#### Work task:
In the excerpt on insults and their effects, what is a "leaky" term?
Excerpt to read section start
Because the terms in question have been used to suppress entire groups of people, there’s ample opportunity for collateral damage when they are used.

For example, if someone calls their friend a misogynist slur, that slur not only aims its disdain at its direct target (the friend), but also at women and girls in general. In fact, many misogynist insults work only via their denigration of women. When someone is called a sissy, for example, the insult just is the identification of the target with femininity — and therefore, by implication, weakness. This point of view is communicated to anyone who reads or hears the insult.

The philosophical term for the idea that certain words can cause damage to those to whom they are not directed is known as a term being “leaky.” A leaky term is one which, even when it is merely quoted or mentioned rather than used, is still felt as damaging or offensive. The n-word is a paradigm case of a leaky term. The n-word is so-called because, for many, saying the full term in any context is racist.

Not only are insults tied to oppressing marginalized groups potentially leaky and prone to cause collateral damage (often by design, as in the “sissy” case); people’s speech also reaches further now than any time in history. Gone are the days of cursing out a politician for a small audience consisting only of one’s family in one’s own living room. Now, a simple @ of the public figure’s username will direct one’s insult right to the screens of hundreds, thousands, or millions of users of social media. More is at stake, because more people are affected.

Generally, when the repercussions for an action are greater, the moral responsibility for carefulness increases.

It may not be a big deal for a parent to serve their family food that seems unspoiled without first consulting its expiration date; the same cannot be said of a restaurant. Similarly, the wider one’s speech reaches, the less one’s ignorance of its meaning is morally exculpatory. Put simply, the leakiness of insults and the far reach of social media increase the stakes for considering the meaning of one’s speech, even beyond speech that is very obviously ableist, racist, or misogynist.

We can also question whether the connections with the past uses are really lost, even in cases less commonly thought of as full-on slurs. The current use of a word can reveal a tacit commitment to the immoral ideals the word represented more explicitly in the past. Consider “idiot” with its historical tie to eugenics. It was an ableist term meant to designate a so-called mental age of the person being evaluated, designating low intelligence. It’s still used to designate low intelligence today, as an insult rather than a clinical diagnosis. And as such, it still carries an ableist dismissiveness of people with cognitive disabilities.

So what’s a non-ableist, anti-racist, non-misogynist to do? The answer may be, of course, that one could simply refrain from insulting another person. This is an excellent suggestion, and it has much to recommend it as a general policy. However, some cases will require the use of an insult, and some people, at least, will find it easier to change their terms than to quit the habit of insulting others.
Excerpt to read section end
Provided information section start
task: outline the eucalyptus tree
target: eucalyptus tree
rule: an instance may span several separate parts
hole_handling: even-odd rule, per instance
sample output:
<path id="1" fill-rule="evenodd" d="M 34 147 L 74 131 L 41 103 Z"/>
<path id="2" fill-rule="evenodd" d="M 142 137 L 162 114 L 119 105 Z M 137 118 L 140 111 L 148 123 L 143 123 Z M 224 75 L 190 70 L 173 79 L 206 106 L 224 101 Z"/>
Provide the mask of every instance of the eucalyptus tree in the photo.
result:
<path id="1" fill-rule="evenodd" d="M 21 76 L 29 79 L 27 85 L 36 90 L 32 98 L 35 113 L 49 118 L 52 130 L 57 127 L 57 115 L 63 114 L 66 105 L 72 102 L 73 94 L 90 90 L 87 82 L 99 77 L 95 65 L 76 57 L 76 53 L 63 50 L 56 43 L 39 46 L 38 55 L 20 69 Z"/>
Provided information section end
Provided information section start
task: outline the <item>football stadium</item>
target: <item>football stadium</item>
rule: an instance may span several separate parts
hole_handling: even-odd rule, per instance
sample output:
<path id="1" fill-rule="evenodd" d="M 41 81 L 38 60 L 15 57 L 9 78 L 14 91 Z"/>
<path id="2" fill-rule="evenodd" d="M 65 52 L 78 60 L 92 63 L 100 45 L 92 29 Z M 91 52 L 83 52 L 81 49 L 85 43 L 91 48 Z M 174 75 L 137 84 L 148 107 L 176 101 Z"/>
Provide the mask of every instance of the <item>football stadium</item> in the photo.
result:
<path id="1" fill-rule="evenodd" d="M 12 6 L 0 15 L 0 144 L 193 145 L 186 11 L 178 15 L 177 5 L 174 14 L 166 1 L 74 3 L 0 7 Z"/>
Provided information section end
#### Solution to the problem:
A leaky term is one that is still felt as damaging or offensive even when it is merely quoted or mentioned rather than used.